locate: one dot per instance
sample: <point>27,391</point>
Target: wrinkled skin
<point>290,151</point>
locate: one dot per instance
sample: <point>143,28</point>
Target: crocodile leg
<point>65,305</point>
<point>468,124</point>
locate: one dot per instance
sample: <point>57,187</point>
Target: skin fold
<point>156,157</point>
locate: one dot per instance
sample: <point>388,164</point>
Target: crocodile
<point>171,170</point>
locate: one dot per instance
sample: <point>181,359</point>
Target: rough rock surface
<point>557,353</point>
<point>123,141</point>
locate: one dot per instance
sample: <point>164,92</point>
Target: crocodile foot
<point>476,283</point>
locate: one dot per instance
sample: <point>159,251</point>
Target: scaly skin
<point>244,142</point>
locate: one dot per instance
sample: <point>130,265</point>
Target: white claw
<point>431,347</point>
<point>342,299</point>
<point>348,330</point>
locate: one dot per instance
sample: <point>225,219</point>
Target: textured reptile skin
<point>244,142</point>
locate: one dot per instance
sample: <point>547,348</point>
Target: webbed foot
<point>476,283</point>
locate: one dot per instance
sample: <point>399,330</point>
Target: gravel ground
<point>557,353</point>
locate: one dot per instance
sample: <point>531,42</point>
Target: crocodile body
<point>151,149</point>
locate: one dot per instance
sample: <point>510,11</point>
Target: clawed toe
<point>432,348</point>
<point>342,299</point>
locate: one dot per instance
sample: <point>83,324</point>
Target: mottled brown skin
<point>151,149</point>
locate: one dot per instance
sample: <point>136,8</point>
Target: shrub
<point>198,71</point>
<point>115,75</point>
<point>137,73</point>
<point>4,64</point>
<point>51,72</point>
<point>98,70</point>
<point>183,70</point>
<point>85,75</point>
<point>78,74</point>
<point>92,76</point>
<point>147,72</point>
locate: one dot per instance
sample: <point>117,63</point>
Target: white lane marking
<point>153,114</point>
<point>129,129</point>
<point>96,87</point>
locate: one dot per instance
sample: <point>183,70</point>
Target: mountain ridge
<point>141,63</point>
+++
(Activity) Write the records above out again, exactly as they are.

(Task solution)
locate: one dot per instance
sample: <point>27,391</point>
Target: wrinkled skin
<point>290,151</point>
locate: one dot per instance
sample: <point>143,28</point>
Target: crocodile leg
<point>65,305</point>
<point>468,124</point>
locate: one dot per instance
sample: <point>57,187</point>
Target: skin fold
<point>156,157</point>
locate: one dot per instance
sample: <point>388,164</point>
Target: crocodile
<point>171,170</point>
locate: one dot per instance
sample: <point>181,359</point>
Target: rough rock surface
<point>557,353</point>
<point>123,141</point>
locate: one dot per instance
sample: <point>164,92</point>
Target: crocodile foot
<point>476,283</point>
locate: one dot per instance
sample: <point>159,251</point>
Target: scaly skin
<point>244,142</point>
locate: one dot per instance
sample: <point>130,265</point>
Target: white claw
<point>431,347</point>
<point>342,299</point>
<point>348,330</point>
locate: one dot per instance
sample: <point>225,219</point>
Target: textured reptile skin
<point>244,142</point>
locate: one dot per instance
sample: <point>547,348</point>
Target: webbed foot
<point>476,283</point>
locate: one dot per instance
sample: <point>399,330</point>
Target: gravel ground
<point>557,353</point>
locate: one dot per instance
sample: <point>531,42</point>
Target: crocodile body
<point>151,149</point>
locate: one dot per instance
sample: <point>510,11</point>
Target: clawed toe
<point>432,348</point>
<point>342,299</point>
locate: one dot per instance
sample: <point>83,324</point>
Target: mottled brown skin
<point>151,149</point>
locate: one dot per instance
sample: <point>136,8</point>
Target: shrub
<point>198,71</point>
<point>115,75</point>
<point>137,73</point>
<point>4,64</point>
<point>51,72</point>
<point>98,70</point>
<point>183,70</point>
<point>85,75</point>
<point>78,74</point>
<point>92,76</point>
<point>147,72</point>
locate: one dot per instance
sample: <point>117,63</point>
Target: white lane marking
<point>153,114</point>
<point>129,129</point>
<point>96,87</point>
locate: one dot per instance
sample: <point>183,70</point>
Target: mountain ridge
<point>141,63</point>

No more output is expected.